Cody Parkey (born February 19, 1992) is an American football placekicker who is a free agent. He played college football at Auburn and was signed by the Indianapolis Colts as an undrafted free agent in 2014. He has also been a member of the Philadelphia Eagles, Miami Dolphins, Chicago Bears, Tennessee Titans, and Cleveland Browns. He is known for having a potential game-winning kick deflected during a Chicago Bears playoff game, the Double Doink against his former team, the Eagles.

College career
Parkey played college football for the Auburn Tigers from 2010 to 2013. As a freshman in 2010, he only appeared in two games but made both extra points he attempted. As a sophomore in 2011, he converted 41 of 42 extra point attempts and 13 of 18 field goal attempts. As a junior in 2012, he converted all 27 extra point attempts and 11 of 14 field goal attempts. As a senior in 2013, he converted 66 of 67 extra point attempts and 15 of 21 field goal attempts.

Professional career

Indianapolis Colts
After going undrafted in the 2014 NFL Draft, Parkey signed with the Indianapolis Colts. He was traded by the Colts to the Philadelphia Eagles for running back David Fluellen on August 20, 2014.

Philadelphia Eagles

After a stellar preseason, Parkey beat out Alex Henery to be the Philadelphia Eagles' kicker for the 2014 season.

In 2014, Parkey set a new NFL rookie scoring record.  His 150 points broke Kevin Butler's 29-year-old record of 144 points set in 1985 with the Chicago Bears. Parkey tied with Stephen Gostkowski for the highest average of points scored per game in the 2014 NFL season. Parkey was named a first-alternative for the 2015 Pro Bowl. On January 18, 2015, Parkey replaced Gostkowski in the Pro Bowl due to the Patriots' involvement in Super Bowl XLIX.

On September 28, 2015, Parkey was placed on injured reserve with a groin injury.

On September 3, 2016, he was waived by the Eagles.

Cleveland Browns (first stint)
On September 24, 2016, Parkey signed with the Cleveland Browns after an injury to Patrick Murray.  Parkey was waived by the Browns on September 2, 2017.

Miami Dolphins
On September 3, 2017, Parkey was claimed off waivers by the Miami Dolphins. In Week 2, against the Los Angeles Chargers, Parkey was awarded AFC Special Teams Player of the Week for scoring 13 of the Dolphins 19 points (four field goals and an extra point), including a 54-yard game-winning field goal.

# Exercise prompt
Continue the article on Cody Parkey from its last sentence, writing the next part of his career. The records that come next are separate material and have no connection to the Cody Parkey article.

# Material supplied
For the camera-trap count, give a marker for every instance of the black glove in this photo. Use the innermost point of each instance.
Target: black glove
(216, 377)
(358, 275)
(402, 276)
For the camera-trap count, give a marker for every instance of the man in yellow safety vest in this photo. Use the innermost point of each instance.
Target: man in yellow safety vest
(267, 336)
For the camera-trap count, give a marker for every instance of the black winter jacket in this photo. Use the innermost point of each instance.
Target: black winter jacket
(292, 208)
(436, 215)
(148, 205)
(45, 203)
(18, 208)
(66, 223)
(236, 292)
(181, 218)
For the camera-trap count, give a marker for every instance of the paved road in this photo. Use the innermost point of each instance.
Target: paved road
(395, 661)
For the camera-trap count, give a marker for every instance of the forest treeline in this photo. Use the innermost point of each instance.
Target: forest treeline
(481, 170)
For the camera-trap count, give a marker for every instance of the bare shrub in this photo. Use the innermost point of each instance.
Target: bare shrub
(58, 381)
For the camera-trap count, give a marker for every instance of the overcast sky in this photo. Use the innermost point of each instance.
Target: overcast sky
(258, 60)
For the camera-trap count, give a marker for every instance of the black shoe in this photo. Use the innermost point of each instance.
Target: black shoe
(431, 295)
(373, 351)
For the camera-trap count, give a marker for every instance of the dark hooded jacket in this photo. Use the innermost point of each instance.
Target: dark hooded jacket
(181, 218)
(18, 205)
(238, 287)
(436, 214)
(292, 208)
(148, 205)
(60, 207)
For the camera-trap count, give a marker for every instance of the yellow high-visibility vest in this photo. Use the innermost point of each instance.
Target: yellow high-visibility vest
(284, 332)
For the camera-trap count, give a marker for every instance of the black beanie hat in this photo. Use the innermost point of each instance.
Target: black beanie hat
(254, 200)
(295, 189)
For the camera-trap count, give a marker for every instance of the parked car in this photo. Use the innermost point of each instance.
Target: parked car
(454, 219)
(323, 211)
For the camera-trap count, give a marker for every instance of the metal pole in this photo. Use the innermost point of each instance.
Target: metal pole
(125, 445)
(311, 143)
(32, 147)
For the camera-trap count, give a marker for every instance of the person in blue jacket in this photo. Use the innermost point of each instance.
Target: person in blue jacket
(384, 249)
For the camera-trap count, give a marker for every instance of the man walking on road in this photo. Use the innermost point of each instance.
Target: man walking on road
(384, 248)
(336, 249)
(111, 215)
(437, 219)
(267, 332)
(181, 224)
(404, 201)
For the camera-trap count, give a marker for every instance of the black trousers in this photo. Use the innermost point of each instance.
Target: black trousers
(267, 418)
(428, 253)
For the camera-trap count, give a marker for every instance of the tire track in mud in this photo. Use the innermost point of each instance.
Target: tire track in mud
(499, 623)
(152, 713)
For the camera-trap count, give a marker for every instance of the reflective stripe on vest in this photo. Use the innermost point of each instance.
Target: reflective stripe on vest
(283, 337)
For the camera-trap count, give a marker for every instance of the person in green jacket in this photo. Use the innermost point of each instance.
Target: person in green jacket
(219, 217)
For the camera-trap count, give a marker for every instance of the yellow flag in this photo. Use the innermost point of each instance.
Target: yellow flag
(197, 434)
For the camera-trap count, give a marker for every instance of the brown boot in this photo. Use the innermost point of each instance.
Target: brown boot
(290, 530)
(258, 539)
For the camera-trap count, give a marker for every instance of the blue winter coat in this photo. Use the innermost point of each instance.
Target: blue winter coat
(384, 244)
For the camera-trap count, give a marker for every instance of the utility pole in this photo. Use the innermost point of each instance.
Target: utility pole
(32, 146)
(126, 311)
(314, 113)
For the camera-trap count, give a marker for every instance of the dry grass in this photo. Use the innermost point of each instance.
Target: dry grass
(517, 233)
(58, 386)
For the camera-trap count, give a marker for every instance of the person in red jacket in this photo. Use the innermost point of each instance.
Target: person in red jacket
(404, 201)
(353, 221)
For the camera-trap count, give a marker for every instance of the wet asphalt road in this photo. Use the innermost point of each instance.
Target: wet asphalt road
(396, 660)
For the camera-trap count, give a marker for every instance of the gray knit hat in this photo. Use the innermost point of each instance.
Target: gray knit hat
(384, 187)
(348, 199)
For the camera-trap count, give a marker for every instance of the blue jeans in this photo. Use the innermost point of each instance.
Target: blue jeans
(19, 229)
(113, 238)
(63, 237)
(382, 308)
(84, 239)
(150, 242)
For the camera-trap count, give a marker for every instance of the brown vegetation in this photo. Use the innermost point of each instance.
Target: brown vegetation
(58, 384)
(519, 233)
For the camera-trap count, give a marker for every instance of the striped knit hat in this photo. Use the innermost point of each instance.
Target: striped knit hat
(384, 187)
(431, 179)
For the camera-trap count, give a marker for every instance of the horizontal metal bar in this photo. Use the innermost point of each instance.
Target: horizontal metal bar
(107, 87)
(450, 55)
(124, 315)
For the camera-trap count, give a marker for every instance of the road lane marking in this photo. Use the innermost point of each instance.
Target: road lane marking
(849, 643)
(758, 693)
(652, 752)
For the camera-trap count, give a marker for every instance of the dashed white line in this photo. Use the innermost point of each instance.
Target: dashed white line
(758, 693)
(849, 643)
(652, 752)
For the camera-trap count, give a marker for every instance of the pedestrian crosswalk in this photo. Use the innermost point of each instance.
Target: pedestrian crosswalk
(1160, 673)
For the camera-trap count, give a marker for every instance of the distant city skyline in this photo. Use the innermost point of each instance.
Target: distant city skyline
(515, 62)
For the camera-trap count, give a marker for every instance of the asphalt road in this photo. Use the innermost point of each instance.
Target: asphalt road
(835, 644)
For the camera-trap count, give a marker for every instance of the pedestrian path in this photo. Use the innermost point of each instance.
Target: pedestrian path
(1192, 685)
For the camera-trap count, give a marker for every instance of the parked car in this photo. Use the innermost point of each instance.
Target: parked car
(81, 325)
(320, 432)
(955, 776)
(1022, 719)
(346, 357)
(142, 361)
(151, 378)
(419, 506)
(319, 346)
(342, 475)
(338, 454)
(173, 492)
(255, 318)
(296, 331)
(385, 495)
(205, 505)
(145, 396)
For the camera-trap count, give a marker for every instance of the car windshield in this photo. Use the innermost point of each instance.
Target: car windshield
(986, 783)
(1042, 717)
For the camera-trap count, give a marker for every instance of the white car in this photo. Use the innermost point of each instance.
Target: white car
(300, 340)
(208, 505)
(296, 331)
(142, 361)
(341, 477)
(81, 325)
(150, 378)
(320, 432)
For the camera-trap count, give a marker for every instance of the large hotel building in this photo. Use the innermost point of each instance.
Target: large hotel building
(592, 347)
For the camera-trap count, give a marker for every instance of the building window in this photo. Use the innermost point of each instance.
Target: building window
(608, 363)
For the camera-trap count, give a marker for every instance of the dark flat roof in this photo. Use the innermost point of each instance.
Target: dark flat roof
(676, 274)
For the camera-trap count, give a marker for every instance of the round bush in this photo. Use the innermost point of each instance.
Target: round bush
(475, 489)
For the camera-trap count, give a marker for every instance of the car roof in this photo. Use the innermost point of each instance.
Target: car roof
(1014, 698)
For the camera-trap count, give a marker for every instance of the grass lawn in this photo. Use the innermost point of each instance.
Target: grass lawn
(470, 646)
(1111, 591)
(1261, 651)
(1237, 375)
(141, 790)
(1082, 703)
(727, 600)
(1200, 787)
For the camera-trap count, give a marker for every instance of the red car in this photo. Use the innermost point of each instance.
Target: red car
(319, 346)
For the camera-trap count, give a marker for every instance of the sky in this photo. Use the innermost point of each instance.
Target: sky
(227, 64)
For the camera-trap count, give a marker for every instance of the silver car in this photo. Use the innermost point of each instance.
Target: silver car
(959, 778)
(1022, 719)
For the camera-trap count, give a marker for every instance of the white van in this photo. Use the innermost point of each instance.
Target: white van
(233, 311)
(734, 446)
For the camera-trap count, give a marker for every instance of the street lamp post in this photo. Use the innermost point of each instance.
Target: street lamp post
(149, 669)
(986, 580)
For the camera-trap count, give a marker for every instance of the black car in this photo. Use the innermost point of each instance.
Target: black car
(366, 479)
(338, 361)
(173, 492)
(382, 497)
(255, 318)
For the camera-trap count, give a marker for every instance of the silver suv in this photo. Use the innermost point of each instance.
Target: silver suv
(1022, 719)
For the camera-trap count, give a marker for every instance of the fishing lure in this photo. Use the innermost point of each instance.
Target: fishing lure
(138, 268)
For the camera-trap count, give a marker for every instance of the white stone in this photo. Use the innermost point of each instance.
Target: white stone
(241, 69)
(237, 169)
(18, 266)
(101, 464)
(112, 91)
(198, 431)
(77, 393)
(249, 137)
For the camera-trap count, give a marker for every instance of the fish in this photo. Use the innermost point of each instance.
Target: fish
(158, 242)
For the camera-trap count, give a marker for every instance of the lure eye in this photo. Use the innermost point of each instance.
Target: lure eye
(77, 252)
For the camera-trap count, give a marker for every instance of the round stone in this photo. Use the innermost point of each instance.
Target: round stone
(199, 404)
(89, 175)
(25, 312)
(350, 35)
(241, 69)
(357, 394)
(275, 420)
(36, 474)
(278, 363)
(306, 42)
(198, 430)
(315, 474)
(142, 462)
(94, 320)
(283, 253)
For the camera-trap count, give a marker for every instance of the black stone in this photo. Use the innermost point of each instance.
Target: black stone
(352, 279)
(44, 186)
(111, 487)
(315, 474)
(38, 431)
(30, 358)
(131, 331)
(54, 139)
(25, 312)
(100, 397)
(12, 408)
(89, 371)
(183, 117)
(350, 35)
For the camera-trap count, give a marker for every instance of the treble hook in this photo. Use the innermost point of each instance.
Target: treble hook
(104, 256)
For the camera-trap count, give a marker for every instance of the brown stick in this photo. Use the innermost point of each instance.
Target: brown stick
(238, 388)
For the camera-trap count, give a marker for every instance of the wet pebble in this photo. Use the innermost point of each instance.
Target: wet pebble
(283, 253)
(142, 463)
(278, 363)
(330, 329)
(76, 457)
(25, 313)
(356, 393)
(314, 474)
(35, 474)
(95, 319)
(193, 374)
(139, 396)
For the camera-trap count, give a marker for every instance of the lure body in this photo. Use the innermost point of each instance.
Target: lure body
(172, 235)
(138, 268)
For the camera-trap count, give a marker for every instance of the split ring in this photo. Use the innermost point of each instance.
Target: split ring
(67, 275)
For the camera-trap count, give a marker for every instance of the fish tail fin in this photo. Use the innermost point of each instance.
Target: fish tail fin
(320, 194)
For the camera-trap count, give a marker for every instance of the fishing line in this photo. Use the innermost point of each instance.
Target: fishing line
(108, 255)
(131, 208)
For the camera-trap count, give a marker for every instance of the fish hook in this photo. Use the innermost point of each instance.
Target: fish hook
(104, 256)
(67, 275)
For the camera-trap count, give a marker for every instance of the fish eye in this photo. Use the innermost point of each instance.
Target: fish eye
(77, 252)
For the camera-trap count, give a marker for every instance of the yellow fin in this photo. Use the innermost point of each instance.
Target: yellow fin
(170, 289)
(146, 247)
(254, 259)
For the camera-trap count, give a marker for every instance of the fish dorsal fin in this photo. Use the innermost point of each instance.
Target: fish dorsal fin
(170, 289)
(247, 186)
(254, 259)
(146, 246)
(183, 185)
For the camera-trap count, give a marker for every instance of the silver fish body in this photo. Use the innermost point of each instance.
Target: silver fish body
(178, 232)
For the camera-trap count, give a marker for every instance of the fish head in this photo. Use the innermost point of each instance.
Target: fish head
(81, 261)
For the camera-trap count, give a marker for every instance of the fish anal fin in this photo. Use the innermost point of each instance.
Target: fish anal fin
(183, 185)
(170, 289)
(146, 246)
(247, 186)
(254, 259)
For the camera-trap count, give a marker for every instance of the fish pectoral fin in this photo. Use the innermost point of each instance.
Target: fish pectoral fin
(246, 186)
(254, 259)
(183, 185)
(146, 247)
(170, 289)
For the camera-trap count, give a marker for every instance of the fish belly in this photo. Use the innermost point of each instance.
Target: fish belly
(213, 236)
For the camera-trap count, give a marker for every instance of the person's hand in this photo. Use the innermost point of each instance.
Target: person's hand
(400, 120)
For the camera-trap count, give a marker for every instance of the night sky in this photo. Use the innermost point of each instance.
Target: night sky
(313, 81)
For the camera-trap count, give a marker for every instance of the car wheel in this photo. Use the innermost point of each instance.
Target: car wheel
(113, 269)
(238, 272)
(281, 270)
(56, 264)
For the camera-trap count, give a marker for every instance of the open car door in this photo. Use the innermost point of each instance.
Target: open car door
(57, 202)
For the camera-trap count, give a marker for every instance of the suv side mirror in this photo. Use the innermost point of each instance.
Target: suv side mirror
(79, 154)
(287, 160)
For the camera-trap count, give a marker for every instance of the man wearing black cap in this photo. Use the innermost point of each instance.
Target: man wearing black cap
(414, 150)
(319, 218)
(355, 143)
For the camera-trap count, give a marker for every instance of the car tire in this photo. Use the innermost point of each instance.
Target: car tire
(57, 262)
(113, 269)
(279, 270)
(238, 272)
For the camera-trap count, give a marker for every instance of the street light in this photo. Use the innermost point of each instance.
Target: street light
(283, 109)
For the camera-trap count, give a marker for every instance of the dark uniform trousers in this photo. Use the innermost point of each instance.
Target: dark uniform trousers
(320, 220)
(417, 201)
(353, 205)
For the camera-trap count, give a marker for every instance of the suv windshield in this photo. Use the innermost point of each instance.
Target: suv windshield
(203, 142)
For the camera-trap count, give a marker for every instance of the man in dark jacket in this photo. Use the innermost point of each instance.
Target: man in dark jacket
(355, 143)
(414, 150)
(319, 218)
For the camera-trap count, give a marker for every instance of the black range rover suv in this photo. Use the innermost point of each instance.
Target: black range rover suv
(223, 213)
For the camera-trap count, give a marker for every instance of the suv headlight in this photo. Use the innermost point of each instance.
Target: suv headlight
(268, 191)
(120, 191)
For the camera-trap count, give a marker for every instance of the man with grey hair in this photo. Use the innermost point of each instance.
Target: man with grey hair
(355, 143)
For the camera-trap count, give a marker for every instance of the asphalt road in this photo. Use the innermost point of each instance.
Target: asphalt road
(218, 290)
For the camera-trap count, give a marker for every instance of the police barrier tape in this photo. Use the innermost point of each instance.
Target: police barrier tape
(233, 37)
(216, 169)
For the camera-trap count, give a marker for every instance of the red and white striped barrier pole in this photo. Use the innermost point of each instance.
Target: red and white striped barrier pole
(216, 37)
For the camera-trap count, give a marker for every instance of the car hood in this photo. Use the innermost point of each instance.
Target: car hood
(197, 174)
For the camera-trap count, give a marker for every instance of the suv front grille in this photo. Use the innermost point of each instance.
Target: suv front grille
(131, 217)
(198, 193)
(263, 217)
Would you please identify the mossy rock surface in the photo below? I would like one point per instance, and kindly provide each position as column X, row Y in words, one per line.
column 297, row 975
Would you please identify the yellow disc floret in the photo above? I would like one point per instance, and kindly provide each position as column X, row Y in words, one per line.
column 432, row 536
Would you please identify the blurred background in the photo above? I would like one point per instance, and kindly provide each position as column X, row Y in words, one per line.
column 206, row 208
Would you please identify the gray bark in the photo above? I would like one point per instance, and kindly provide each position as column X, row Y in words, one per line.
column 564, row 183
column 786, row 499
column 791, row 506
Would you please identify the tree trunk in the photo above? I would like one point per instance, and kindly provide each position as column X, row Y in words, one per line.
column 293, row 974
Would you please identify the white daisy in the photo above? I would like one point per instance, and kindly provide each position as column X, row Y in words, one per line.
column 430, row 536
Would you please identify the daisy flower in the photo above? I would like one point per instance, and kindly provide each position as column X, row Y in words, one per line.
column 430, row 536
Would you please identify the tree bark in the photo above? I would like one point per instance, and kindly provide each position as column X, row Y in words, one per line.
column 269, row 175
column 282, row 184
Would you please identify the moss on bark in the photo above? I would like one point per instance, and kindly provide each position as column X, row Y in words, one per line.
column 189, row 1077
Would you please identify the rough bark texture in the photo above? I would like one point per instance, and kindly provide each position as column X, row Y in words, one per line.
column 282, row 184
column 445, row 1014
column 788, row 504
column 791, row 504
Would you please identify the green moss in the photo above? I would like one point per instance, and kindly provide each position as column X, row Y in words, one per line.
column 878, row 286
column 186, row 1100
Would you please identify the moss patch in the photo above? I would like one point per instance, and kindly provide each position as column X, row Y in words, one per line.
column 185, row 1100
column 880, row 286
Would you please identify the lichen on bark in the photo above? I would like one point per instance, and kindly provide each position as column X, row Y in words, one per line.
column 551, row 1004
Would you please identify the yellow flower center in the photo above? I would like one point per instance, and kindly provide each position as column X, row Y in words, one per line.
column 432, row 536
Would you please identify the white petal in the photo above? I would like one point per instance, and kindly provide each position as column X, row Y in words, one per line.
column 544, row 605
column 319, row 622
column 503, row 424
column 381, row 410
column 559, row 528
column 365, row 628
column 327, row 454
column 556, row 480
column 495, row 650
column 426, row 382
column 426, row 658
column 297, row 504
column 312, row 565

# Output of the exercise
Chicago Bears

On March 14, 2018, Parkey signed a four-year contract with the Chicago Bears.

On November 11, 2018, against the Detroit Lions, Parkey had four kicks (two extra points and two field goals) strike the uprights; none went through. Despite his misses, the Bears won 34–22. In Week 11 against the Minnesota Vikings, Parkey made three field goals in the 25–20 win. He was named the NFC Special Teams Player of the Week for his performance. Parkey ended the regular season having made 23 of 30 field goal attempts.

Late in the 2018–19 NFC wild card playoff game against the Philadelphia Eagles, with the Bears down 16–15, Parkey had a chance to win the game on a 43-yard field goal. The Eagles called a timeout before the snap to negate Parkey's first field goal try. On his second attempt, Parkey's kick was a miss as the ball hit the left upright and crossbar before landing back out into the end zone. Parkey later reacted, "I feel terrible. There's really no answer to it. I thought I hit a good ball." The kick became known as the "Double Doink" after NBC color commentator Cris Collinsworth stated immediately afterward, "Oh my goodness, the Bears' season is going to end on a double doink". After the game, however, frame-by-frame replay showed that the kick was tipped by Eagles defensive tackle Treyvon Hester, which could have caused the ball to change trajectory and lean leftward. The NFL officially ruled that the kick was a blocked field goal.

Five days after the miss, Parkey discussed it with anchors of NBC's Today show in an appearance, a move for which he did not get clearance from the Bears front office and received criticism from local sportswriters and fans. Head coach Matt Nagy said in a press conference the following Monday, "We always talk about a ‘we’ and not a ‘me’ thing, and we always talk as a team, we win as a team, we lose as a team. I didn't necessarily think [the Today appearance] was too much of a ‘we’ thing.”

On February 22, 2019, it was reported Parkey would be released at the start of the league year after 11 missed kicks in his first season and $3.5 million guaranteed still on his 2019 contract. He was officially released on March 13, 2019.

Tennessee Titans
Parkey was signed by the Tennessee Titans on October 8, 2019. He was released on November 2, 2019, after Ryan Succop returned from injury.

Cleveland Browns (second stint)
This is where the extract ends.